*WORK TO COMPLETE*
In the records below, locate the line containing "Place one pin on each instance of the cow's front", then extract it and all following lines exactly, ending with the last line.

(Entries from a pointing dataset)

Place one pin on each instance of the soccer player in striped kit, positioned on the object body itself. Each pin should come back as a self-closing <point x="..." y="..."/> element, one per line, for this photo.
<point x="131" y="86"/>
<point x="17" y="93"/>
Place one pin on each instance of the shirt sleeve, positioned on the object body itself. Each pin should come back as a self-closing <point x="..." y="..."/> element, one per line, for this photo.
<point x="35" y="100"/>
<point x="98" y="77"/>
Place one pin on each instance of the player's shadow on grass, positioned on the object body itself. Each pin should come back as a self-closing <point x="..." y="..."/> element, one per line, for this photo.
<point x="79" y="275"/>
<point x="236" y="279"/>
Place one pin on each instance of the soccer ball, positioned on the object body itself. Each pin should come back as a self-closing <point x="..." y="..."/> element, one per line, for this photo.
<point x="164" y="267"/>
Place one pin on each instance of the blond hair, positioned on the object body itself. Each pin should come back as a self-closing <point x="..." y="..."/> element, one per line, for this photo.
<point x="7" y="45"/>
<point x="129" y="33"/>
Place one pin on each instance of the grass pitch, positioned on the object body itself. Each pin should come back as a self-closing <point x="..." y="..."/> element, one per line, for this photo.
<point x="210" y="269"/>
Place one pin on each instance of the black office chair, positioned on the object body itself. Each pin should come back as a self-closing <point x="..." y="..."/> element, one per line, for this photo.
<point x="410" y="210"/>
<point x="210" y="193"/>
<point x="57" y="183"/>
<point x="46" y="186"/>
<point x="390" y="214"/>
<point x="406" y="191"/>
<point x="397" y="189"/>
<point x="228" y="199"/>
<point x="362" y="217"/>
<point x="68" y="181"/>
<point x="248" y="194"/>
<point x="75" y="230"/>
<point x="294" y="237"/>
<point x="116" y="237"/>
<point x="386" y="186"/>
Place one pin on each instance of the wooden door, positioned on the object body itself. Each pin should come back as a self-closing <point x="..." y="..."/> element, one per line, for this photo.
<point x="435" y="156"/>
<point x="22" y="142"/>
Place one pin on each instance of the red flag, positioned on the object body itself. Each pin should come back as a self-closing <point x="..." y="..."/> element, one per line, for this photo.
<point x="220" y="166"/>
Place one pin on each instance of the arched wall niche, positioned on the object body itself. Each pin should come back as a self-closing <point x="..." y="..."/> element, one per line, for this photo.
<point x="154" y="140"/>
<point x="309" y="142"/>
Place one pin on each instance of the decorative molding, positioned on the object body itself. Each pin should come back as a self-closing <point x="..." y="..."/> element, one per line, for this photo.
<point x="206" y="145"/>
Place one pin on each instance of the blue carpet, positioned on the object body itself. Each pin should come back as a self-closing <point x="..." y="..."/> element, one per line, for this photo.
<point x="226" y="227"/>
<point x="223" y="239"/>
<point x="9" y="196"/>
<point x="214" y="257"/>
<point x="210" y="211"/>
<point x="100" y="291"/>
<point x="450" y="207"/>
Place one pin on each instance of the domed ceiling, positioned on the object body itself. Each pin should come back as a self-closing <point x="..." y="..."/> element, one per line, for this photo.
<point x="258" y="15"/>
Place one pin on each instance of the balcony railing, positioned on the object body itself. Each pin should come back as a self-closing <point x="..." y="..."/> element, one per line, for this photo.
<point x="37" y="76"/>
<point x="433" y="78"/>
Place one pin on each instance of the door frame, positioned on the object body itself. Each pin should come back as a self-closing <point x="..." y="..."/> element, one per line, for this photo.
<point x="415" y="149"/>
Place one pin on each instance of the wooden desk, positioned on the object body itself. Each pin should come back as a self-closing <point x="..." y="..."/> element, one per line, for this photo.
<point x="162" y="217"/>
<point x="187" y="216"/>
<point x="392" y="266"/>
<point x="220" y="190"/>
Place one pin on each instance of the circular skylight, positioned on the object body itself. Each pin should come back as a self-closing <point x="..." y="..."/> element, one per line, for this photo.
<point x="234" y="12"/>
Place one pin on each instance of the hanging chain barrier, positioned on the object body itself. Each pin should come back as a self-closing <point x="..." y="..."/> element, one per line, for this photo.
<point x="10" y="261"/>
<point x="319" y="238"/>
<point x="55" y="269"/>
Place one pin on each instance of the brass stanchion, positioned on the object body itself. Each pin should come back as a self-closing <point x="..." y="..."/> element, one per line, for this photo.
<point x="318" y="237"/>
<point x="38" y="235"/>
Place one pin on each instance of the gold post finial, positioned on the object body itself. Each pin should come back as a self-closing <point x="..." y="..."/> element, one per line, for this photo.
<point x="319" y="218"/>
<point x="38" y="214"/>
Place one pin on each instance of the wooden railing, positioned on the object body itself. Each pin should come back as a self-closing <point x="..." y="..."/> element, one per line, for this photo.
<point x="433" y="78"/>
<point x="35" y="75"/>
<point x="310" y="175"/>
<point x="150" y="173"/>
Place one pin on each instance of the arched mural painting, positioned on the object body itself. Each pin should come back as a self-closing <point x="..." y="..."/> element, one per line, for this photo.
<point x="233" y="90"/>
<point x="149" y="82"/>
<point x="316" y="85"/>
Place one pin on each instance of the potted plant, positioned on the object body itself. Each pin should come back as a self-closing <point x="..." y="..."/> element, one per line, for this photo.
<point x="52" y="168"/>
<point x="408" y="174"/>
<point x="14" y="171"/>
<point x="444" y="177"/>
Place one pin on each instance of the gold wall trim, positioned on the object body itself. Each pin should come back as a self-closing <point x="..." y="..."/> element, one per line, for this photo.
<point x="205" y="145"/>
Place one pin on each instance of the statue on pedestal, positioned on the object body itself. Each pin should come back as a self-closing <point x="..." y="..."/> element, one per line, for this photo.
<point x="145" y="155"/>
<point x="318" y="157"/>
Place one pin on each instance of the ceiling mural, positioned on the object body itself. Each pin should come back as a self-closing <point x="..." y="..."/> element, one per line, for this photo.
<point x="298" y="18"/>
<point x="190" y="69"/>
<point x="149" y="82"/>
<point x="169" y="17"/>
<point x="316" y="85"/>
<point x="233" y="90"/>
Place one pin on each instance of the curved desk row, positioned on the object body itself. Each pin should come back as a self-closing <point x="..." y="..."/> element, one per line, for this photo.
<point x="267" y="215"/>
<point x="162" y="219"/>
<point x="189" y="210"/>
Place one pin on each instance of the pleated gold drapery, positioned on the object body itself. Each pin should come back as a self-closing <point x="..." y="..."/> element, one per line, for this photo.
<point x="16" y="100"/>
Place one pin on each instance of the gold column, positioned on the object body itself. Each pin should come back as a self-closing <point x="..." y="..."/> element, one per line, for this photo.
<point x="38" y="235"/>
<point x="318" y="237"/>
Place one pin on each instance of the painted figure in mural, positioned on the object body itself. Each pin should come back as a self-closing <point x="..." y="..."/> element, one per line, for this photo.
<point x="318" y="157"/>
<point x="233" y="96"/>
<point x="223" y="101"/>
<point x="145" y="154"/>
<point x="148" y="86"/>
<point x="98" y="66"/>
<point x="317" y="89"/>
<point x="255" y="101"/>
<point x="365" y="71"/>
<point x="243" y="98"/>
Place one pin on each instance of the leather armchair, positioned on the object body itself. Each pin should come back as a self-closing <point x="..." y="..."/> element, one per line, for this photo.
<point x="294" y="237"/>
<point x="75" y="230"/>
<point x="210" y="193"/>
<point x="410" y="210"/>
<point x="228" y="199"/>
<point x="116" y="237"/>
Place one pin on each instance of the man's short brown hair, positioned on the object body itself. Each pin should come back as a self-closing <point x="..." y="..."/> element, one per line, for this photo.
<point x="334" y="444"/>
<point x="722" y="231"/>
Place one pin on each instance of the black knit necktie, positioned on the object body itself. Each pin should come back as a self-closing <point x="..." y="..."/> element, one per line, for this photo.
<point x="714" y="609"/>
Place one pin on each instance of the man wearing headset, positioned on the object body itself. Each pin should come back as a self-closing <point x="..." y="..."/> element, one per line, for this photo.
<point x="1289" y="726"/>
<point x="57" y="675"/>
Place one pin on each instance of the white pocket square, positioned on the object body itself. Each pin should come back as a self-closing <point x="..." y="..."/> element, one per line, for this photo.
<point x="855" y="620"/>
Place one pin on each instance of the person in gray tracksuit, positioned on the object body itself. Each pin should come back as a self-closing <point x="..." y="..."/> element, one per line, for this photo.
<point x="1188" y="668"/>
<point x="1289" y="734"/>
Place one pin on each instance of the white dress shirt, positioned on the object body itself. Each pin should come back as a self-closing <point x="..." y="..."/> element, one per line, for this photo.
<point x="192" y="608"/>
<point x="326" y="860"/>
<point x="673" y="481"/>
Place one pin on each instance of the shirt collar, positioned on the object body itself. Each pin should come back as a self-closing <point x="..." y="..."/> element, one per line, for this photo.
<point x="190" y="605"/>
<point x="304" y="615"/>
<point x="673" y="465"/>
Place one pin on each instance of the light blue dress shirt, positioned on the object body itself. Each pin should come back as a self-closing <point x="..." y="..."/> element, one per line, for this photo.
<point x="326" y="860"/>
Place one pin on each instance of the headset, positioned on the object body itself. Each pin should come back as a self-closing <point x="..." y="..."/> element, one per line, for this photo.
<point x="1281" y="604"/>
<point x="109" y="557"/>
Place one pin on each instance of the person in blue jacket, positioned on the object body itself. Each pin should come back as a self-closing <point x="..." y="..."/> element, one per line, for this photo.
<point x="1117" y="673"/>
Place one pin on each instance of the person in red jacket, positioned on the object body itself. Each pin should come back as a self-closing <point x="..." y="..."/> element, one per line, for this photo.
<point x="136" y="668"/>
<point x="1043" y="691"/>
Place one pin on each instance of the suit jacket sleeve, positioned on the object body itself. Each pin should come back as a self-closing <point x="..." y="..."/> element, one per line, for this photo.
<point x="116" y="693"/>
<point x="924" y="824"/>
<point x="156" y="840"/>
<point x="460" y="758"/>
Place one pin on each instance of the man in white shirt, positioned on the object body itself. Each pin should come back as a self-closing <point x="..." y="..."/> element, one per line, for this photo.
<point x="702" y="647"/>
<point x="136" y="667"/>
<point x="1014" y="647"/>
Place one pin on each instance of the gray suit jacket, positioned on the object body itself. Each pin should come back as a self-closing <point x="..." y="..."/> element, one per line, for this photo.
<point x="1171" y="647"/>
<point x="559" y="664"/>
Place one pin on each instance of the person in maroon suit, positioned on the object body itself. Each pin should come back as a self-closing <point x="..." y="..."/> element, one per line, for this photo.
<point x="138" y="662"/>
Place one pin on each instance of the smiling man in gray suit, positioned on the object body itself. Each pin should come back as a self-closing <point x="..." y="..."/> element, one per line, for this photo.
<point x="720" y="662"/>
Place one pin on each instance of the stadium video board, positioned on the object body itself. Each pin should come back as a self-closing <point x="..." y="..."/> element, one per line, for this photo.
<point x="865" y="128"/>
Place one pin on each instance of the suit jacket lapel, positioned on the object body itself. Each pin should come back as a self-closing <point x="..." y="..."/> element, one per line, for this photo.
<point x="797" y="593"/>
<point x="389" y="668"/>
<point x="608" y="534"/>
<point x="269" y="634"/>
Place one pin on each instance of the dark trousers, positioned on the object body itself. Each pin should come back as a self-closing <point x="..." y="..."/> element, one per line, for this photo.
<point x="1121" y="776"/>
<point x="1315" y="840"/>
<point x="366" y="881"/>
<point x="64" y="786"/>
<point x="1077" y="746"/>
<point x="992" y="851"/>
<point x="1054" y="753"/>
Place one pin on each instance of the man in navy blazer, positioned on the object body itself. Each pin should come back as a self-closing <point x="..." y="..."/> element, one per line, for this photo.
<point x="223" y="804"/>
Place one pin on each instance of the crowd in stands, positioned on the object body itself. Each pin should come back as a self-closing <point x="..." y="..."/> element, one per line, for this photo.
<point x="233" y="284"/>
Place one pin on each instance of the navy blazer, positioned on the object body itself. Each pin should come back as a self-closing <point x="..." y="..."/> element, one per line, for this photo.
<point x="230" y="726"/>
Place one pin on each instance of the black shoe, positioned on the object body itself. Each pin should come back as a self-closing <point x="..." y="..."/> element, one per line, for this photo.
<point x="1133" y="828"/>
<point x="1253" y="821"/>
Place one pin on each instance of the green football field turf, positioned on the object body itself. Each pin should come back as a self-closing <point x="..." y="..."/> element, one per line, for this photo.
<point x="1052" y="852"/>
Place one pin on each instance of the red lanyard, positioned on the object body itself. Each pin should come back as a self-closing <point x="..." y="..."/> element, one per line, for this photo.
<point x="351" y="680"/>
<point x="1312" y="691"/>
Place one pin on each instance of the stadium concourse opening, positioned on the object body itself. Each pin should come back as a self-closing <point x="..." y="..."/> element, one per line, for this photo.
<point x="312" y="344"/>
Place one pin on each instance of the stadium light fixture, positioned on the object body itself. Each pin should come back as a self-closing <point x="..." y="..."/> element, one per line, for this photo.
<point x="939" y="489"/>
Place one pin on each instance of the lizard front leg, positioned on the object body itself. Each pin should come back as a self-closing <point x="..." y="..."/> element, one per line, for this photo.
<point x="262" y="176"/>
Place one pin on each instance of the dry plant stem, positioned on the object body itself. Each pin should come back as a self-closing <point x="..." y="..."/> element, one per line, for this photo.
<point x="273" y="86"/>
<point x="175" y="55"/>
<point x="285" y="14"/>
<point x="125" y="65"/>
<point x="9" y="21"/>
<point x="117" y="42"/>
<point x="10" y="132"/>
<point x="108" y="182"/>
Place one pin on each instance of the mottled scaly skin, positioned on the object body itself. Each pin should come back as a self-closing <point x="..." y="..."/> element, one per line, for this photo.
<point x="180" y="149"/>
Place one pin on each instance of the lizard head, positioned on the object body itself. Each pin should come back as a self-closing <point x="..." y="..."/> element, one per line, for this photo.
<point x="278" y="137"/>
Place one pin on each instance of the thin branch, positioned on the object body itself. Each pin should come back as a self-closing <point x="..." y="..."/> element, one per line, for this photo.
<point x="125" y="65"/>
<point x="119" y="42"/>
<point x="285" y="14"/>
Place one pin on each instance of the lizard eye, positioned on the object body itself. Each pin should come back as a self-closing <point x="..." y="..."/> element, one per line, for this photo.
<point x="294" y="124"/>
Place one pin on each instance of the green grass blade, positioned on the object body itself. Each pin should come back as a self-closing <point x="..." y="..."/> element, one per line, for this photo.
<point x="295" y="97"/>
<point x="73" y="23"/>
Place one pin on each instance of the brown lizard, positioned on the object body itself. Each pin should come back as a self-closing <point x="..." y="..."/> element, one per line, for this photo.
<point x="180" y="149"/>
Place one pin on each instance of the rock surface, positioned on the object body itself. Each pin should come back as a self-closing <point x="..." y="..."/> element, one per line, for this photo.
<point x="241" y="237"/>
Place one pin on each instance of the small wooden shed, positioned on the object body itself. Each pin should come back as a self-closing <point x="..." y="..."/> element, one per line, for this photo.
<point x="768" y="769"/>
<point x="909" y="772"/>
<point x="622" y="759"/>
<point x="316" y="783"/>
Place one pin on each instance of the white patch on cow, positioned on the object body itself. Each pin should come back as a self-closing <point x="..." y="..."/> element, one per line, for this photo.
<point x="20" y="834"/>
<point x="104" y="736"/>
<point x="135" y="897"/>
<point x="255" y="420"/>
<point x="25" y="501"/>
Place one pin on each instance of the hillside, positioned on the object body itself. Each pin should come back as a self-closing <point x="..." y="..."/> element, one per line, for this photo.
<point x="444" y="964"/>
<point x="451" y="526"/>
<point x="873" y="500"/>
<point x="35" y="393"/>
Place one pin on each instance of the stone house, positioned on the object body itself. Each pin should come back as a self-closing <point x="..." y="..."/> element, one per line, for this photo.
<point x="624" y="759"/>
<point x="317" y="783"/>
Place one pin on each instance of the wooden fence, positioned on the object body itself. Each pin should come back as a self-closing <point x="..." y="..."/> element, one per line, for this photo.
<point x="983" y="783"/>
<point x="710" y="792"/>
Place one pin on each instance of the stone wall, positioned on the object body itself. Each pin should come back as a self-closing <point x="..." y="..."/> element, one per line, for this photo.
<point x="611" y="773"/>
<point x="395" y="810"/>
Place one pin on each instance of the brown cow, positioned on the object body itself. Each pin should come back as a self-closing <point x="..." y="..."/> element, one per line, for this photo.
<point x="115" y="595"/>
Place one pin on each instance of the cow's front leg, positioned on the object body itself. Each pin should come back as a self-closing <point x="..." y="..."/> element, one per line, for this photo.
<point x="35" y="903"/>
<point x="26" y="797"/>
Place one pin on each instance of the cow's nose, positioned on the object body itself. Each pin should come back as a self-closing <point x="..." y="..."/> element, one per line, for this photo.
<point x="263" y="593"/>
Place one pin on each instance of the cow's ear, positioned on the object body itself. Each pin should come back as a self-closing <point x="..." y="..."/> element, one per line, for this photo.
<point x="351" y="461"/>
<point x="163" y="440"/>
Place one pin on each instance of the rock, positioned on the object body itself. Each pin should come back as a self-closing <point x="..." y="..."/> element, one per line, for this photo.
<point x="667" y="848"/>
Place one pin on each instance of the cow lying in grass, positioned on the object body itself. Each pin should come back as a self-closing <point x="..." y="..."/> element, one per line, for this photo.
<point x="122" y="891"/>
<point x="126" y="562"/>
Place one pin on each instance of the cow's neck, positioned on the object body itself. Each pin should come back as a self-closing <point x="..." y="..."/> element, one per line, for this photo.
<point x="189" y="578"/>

*RESULT OF THE TASK*
Place one pin on each instance of the cow's front leg, positioned on the object body itself. Each pin should come back as a self-closing <point x="..." y="..."/> element, one per line, for this photo.
<point x="35" y="903"/>
<point x="26" y="797"/>
Place one pin on each instance of the cow's nose, positioned on the object body itself. Each pin should come back as a self-closing <point x="..." y="..."/> element, one per line, for this photo.
<point x="263" y="593"/>
Place one pin on each instance of the cow's ear, positioned on the object body itself. Each pin should come back as a self-closing <point x="..." y="..."/> element, one per line, for this photo.
<point x="351" y="461"/>
<point x="163" y="440"/>
Place one pin on each instance of the rock, positioned on the object body itself. Each pin should come back as a self-closing <point x="..." y="..."/> element, one per line, for this photo.
<point x="667" y="848"/>
Place one pin on each instance of the cow lying in grass, positioned on the object body itself. Each pin should come back as a self-closing <point x="..." y="..."/> element, one per line, for this photo.
<point x="122" y="891"/>
<point x="126" y="562"/>
Place one pin on each instance of the cow's neck, positioned on the object body itself. Each pin should come back as a self-closing <point x="..." y="..."/> element, one per line, for this photo.
<point x="189" y="578"/>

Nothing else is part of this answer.